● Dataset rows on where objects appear
▼
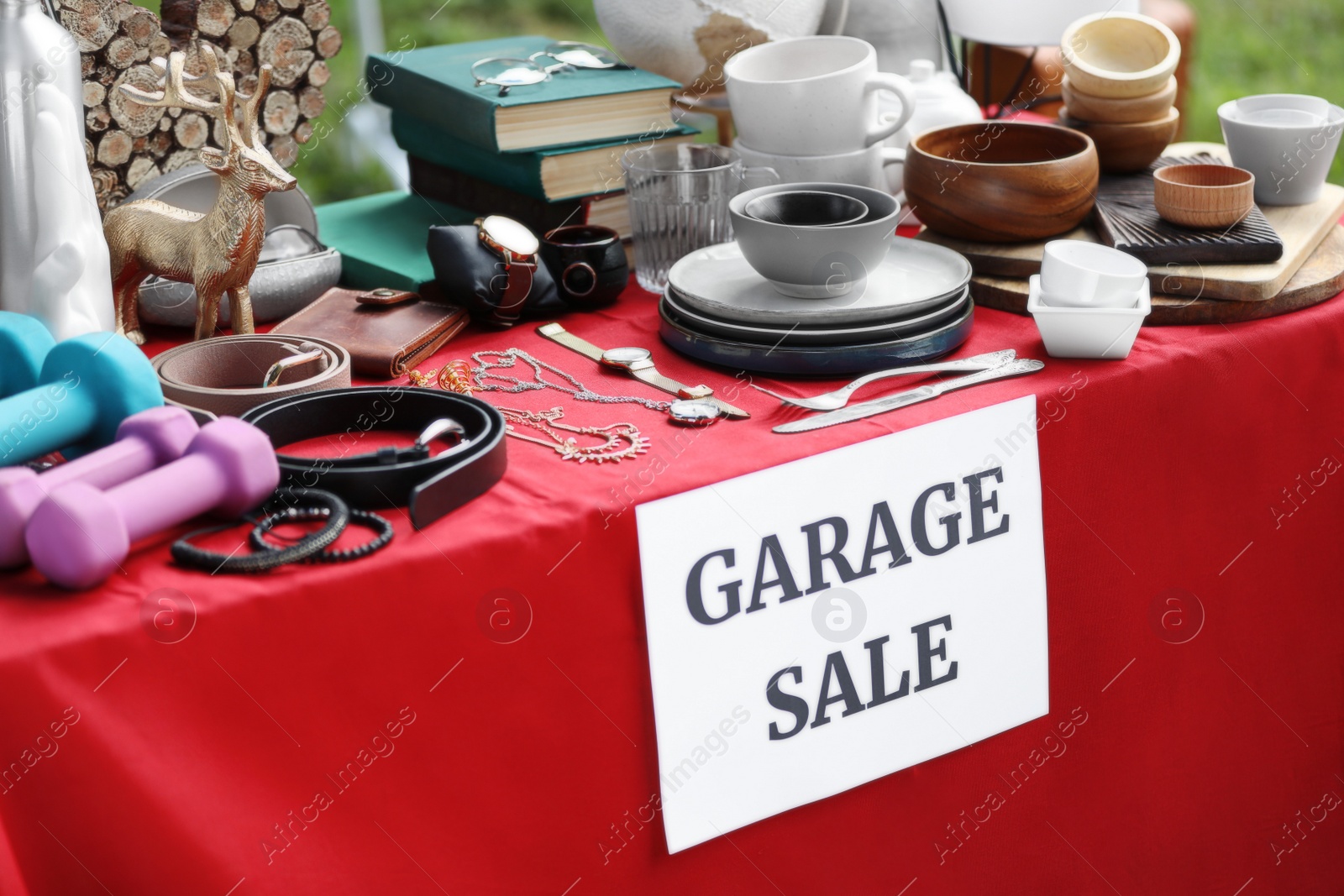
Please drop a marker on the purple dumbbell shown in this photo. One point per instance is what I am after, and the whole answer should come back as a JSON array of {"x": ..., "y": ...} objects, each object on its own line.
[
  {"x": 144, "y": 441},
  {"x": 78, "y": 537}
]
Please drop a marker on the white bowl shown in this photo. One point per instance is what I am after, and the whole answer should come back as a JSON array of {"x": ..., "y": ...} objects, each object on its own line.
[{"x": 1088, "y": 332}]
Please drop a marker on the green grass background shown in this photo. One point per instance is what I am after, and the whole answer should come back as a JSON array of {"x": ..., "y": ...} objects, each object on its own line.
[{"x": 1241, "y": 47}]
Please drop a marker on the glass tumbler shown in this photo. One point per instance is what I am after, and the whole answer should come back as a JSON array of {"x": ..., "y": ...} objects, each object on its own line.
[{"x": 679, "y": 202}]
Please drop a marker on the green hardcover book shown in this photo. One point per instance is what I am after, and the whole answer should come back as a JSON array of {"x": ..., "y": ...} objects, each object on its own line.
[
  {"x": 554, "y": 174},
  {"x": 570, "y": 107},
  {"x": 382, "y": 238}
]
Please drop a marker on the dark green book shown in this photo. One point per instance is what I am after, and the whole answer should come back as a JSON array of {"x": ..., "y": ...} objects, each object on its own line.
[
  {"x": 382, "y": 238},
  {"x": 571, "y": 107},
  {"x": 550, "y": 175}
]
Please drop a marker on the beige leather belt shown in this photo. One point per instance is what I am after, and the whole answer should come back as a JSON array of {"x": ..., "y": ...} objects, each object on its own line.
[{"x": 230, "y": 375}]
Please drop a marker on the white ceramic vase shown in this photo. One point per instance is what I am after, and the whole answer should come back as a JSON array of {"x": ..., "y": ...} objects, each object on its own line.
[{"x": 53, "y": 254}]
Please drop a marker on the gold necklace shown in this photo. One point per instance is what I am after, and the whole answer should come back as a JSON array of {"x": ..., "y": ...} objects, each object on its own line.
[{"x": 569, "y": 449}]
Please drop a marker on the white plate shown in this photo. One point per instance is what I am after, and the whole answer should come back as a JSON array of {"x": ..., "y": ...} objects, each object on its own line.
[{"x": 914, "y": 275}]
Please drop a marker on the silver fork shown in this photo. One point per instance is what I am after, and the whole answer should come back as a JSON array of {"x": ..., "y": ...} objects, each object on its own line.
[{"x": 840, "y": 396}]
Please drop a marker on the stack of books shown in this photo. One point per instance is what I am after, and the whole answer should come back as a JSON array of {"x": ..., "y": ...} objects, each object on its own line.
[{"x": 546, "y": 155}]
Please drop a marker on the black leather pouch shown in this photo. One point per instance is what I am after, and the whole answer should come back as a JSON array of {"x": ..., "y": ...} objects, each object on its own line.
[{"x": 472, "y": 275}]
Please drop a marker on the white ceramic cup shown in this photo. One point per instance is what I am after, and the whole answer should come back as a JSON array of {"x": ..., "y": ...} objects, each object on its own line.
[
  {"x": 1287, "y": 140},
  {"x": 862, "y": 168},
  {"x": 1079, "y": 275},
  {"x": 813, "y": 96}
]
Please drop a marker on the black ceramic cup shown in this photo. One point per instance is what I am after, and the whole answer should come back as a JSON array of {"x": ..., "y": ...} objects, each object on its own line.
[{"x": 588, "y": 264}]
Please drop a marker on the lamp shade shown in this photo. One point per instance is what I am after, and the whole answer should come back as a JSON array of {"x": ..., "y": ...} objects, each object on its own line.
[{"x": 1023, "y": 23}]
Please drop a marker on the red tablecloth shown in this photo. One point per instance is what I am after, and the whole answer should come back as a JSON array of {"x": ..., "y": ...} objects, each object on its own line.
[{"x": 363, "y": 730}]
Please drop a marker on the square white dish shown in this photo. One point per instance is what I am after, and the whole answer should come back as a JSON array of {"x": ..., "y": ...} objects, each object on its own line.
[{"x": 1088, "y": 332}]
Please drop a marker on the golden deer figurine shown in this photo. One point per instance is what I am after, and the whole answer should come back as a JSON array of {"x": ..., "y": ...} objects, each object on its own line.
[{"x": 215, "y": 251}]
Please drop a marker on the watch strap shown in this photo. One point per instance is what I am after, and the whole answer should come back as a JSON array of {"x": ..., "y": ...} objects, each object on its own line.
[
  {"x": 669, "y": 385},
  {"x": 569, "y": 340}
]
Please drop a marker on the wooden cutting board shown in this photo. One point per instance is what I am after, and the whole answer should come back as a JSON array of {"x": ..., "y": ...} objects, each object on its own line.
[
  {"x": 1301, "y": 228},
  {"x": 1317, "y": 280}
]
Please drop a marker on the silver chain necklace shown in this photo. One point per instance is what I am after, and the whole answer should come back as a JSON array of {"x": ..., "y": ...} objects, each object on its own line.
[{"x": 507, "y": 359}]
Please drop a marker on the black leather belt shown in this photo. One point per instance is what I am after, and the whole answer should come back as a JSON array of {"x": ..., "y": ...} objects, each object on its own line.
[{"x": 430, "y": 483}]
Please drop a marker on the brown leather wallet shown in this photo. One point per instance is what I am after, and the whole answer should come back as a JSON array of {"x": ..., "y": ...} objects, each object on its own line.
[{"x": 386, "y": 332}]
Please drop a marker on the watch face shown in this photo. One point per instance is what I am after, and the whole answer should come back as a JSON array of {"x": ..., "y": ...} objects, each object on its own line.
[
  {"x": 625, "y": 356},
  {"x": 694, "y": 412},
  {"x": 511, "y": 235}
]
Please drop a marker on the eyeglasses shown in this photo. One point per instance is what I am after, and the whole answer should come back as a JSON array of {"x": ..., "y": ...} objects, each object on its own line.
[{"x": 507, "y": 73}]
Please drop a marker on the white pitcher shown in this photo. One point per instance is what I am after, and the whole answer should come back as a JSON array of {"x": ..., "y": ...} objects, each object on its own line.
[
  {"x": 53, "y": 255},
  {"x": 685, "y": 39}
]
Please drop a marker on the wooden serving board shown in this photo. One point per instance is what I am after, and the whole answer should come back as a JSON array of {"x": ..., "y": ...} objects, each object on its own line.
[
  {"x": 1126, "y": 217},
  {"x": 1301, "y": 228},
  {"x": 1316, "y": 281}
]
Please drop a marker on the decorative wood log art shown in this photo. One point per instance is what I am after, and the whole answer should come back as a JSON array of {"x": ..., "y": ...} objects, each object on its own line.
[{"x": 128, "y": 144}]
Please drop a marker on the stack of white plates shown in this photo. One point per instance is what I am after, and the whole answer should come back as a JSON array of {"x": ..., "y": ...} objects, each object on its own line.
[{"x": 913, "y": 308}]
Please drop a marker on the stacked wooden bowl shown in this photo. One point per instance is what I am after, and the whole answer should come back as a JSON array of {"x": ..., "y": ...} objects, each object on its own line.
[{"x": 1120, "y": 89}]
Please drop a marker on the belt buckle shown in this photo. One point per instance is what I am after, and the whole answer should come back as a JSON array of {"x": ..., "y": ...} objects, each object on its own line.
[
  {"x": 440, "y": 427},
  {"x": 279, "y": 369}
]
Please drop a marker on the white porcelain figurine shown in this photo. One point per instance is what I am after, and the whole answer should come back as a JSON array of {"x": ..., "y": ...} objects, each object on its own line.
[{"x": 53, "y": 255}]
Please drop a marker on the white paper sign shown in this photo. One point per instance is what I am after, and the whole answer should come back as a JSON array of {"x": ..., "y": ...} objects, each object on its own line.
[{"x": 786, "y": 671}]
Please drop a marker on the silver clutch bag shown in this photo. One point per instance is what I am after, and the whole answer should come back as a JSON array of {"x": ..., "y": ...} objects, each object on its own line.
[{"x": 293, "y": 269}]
▲
▼
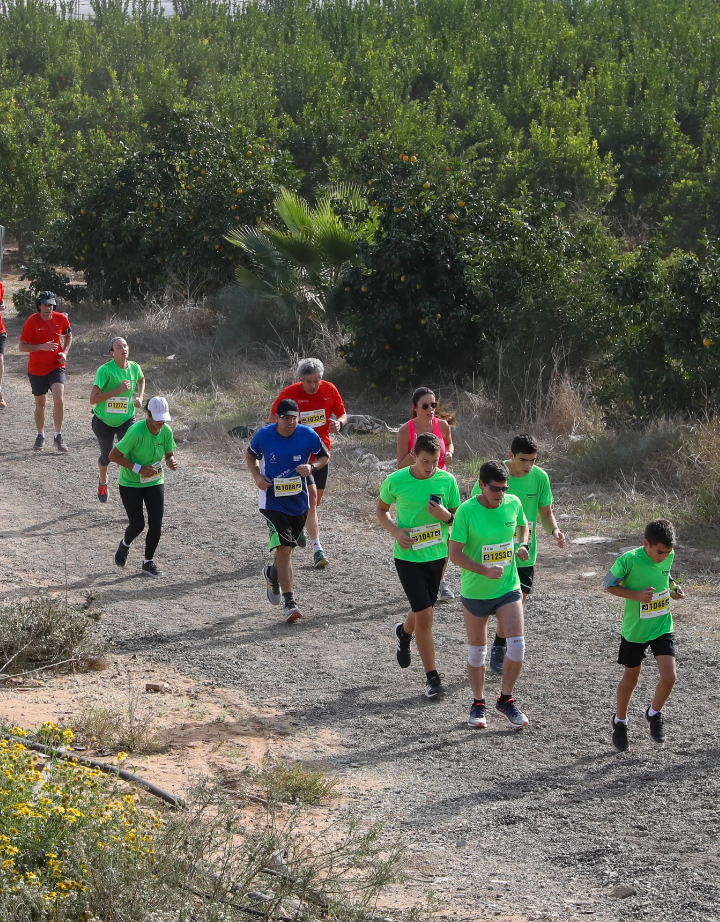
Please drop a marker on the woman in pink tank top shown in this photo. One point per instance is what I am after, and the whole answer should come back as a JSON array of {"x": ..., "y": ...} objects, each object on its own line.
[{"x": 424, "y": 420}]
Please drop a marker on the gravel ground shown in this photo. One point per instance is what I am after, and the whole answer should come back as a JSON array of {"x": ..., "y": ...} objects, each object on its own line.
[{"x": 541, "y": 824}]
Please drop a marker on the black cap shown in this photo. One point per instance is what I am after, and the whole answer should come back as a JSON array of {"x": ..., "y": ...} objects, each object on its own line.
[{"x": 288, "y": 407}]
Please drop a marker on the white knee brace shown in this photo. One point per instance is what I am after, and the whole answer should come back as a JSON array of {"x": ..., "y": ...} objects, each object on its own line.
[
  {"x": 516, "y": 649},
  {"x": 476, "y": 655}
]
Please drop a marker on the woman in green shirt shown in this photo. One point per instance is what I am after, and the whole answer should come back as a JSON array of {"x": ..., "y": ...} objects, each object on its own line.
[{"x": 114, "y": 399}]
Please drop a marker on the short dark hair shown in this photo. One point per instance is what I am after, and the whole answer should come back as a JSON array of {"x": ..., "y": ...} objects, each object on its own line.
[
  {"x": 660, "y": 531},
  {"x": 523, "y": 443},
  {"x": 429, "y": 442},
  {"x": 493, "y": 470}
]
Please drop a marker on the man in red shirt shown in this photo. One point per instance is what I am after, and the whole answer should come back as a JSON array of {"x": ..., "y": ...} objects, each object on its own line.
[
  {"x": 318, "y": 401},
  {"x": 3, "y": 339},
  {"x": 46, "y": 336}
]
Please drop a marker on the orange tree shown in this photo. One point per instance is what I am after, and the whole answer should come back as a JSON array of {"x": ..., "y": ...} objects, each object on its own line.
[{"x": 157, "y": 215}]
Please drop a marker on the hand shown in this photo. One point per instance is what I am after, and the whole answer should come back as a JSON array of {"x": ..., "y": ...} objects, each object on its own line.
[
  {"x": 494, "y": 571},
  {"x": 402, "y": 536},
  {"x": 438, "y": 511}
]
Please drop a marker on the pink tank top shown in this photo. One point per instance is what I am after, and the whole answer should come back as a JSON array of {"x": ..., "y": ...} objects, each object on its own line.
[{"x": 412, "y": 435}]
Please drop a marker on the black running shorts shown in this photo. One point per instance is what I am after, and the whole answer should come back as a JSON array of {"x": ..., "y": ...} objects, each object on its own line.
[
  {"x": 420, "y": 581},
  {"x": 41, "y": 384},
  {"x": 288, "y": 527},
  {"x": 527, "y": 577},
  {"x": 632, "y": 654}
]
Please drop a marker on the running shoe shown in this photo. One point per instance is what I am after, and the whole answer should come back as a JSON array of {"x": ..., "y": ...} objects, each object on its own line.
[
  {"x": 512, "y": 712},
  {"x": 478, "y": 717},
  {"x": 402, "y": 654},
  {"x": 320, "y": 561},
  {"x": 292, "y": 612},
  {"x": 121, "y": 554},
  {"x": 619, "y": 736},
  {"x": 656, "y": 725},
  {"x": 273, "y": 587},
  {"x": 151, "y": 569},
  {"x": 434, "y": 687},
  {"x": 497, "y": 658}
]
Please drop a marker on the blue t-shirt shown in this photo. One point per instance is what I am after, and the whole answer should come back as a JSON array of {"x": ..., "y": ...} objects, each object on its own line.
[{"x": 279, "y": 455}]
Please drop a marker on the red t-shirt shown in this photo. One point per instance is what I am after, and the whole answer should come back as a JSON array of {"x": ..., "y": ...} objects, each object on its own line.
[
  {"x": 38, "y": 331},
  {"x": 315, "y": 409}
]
▲
▼
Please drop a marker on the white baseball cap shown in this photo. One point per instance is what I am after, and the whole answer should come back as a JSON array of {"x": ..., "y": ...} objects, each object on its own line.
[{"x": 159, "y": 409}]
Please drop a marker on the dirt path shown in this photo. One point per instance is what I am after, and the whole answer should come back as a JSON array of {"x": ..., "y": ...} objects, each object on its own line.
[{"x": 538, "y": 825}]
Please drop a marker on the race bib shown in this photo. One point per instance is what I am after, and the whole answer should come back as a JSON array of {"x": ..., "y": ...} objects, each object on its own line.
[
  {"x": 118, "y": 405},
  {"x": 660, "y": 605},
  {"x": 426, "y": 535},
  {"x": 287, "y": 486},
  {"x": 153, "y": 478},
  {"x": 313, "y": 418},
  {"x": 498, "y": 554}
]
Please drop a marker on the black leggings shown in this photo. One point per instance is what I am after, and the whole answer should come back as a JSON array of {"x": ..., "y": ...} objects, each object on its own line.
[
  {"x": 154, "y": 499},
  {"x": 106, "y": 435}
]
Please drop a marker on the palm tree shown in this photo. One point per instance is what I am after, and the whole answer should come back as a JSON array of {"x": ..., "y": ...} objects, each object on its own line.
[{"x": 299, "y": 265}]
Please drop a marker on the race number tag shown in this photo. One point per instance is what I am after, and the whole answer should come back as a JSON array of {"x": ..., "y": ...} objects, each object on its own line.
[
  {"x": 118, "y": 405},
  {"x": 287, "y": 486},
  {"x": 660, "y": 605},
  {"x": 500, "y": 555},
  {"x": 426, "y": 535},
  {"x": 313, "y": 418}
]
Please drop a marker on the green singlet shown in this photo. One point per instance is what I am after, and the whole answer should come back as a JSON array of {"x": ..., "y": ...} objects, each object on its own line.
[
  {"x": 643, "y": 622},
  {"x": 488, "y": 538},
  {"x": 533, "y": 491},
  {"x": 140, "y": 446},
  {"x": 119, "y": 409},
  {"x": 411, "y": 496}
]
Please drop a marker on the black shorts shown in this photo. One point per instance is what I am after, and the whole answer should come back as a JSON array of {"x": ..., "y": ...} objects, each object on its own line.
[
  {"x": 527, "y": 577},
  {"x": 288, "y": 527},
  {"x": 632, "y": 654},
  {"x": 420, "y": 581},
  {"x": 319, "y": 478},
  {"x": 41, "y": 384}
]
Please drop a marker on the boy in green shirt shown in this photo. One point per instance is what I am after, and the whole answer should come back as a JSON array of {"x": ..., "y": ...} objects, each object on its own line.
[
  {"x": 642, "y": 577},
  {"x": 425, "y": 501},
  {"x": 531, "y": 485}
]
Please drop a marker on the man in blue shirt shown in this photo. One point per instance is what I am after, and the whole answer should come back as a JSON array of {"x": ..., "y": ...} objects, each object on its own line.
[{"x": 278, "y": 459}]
▲
● Problem requirements
Pull out every line of the rows above that contains the word "bowl", matching case exactly.

● Right answer
Please drop a marker on the white bowl shown in this photo. One point per instance is what I am after, and the whole answer should come back as a JSON array of {"x": ..., "y": ...} objects, each object on its own line.
Please drop a marker on the stacked wooden bowl shown in this photo. One point per instance is what I am after, and the whole answer should come back as a JSON array of {"x": ..., "y": ...} objects, each object on its own line.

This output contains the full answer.